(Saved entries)
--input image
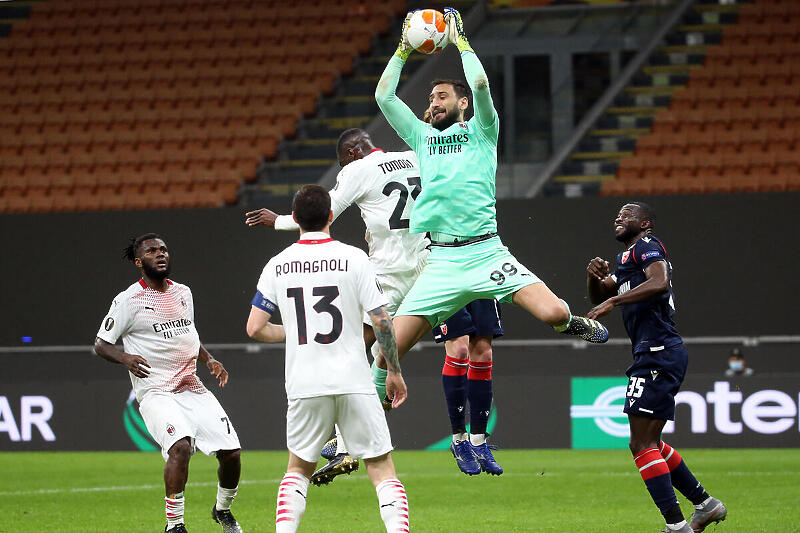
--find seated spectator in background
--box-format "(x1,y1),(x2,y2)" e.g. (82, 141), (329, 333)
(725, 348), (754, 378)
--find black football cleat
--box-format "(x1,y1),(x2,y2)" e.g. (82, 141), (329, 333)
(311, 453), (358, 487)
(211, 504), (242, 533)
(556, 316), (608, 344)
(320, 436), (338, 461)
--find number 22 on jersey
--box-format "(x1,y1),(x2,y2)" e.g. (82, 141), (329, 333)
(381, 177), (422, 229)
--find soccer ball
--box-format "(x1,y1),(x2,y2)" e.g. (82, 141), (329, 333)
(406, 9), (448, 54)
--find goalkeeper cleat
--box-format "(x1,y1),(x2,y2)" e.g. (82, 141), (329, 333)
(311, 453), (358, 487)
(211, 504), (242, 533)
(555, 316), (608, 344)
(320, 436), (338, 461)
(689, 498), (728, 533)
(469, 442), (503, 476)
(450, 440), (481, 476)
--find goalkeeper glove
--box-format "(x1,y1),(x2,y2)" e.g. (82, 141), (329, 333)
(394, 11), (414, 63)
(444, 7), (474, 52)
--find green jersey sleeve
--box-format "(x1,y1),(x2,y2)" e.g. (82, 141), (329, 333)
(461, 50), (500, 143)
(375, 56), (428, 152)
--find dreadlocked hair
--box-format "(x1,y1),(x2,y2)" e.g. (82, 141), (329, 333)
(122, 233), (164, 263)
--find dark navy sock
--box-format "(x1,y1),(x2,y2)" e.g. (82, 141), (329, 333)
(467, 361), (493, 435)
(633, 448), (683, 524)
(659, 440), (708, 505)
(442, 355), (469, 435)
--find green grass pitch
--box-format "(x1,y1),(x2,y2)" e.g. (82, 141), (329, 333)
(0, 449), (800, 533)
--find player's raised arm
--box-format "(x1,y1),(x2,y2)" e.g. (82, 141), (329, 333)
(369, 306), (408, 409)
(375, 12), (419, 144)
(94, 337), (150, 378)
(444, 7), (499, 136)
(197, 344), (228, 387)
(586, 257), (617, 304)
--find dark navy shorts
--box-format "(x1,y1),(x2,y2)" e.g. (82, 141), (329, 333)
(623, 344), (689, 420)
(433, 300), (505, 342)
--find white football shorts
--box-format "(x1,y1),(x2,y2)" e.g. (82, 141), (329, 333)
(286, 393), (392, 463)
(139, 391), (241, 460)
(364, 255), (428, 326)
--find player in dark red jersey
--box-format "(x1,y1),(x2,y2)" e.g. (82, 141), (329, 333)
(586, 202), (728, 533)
* * *
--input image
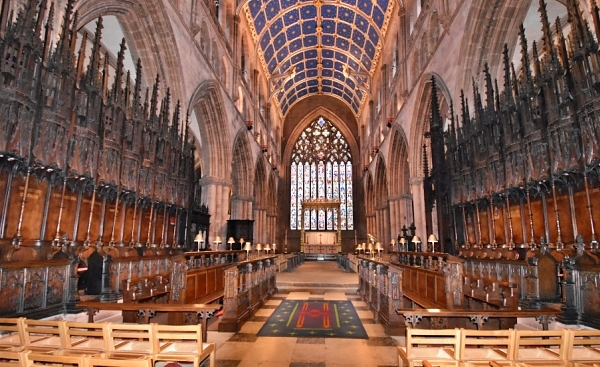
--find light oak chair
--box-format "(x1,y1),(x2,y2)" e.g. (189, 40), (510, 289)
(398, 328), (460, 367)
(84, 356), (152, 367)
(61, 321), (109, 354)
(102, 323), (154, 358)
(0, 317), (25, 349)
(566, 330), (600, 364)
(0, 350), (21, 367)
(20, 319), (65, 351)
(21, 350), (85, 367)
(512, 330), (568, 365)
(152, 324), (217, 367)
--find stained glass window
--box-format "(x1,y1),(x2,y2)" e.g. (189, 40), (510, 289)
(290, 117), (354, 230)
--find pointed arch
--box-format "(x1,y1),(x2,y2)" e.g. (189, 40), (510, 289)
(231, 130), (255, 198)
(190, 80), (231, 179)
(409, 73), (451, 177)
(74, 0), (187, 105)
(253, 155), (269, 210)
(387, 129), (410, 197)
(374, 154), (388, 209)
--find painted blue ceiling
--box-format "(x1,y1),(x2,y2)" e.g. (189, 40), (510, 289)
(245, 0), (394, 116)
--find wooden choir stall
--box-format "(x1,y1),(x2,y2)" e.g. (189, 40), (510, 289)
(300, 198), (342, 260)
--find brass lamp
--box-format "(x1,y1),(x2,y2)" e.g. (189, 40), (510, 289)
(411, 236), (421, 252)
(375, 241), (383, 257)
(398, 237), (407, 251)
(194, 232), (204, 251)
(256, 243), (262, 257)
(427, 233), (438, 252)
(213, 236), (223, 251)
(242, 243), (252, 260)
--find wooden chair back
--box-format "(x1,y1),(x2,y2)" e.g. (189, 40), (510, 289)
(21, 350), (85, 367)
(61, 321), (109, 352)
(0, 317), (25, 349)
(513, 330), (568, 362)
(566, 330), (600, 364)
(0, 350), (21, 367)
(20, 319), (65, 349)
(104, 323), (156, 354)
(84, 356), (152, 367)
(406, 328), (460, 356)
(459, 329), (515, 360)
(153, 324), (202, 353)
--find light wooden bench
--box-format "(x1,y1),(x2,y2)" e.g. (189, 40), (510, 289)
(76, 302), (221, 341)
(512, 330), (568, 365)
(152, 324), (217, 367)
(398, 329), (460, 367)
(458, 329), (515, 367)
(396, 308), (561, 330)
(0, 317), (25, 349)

## OBJECTIVE
Return the lines of the listing from the line containing "--find goalkeeper cleat" to the line containing "(586, 202), (728, 533)", both ends included, copied verbatim.

## OUTPUT FOR THIS TASK
--find goalkeeper cleat
--box-format "(x1,y1),(x2,y2)" e.g. (82, 141), (329, 333)
(311, 453), (358, 487)
(211, 504), (242, 533)
(555, 316), (608, 344)
(320, 436), (338, 461)
(689, 498), (728, 533)
(469, 442), (503, 476)
(450, 440), (481, 476)
--find goalkeeper glove
--box-format "(x1,y1),(x2,y2)" e.g. (82, 141), (329, 333)
(394, 11), (414, 63)
(444, 7), (474, 52)
--find green jersey sleeve
--box-format "(x1,y1),(x2,y2)" e.g. (82, 141), (329, 333)
(461, 50), (500, 143)
(375, 56), (428, 152)
--find dreadlocked hair
--box-format "(x1,y1),(x2,y2)" e.g. (82, 141), (329, 333)
(122, 233), (164, 263)
--find dark navy sock
--box-format "(x1,y1),(x2,y2)" e.g. (82, 141), (329, 333)
(467, 361), (493, 435)
(633, 448), (683, 524)
(659, 440), (708, 505)
(442, 355), (469, 435)
--find green grass pitch
--box-format "(x1,y1),(x2,y2)" e.g. (82, 141), (329, 333)
(0, 449), (800, 533)
--find player's raised arm
--box-format "(x1,y1),(x2,y2)" e.g. (82, 141), (329, 333)
(369, 306), (408, 409)
(375, 12), (419, 144)
(94, 337), (150, 378)
(444, 7), (499, 136)
(197, 344), (228, 387)
(586, 257), (617, 304)
--find dark navy shorts
--box-format "(x1,y1),(x2,y2)" e.g. (82, 141), (329, 333)
(623, 344), (689, 420)
(433, 300), (505, 342)
--find white football shorts
--box-format "(x1,y1),(x2,y2)" e.g. (82, 141), (329, 333)
(286, 393), (392, 463)
(139, 391), (241, 460)
(364, 255), (428, 326)
--find player in dark red jersey
--box-format "(x1,y1),(x2,y2)" e.g. (82, 141), (329, 333)
(586, 202), (728, 533)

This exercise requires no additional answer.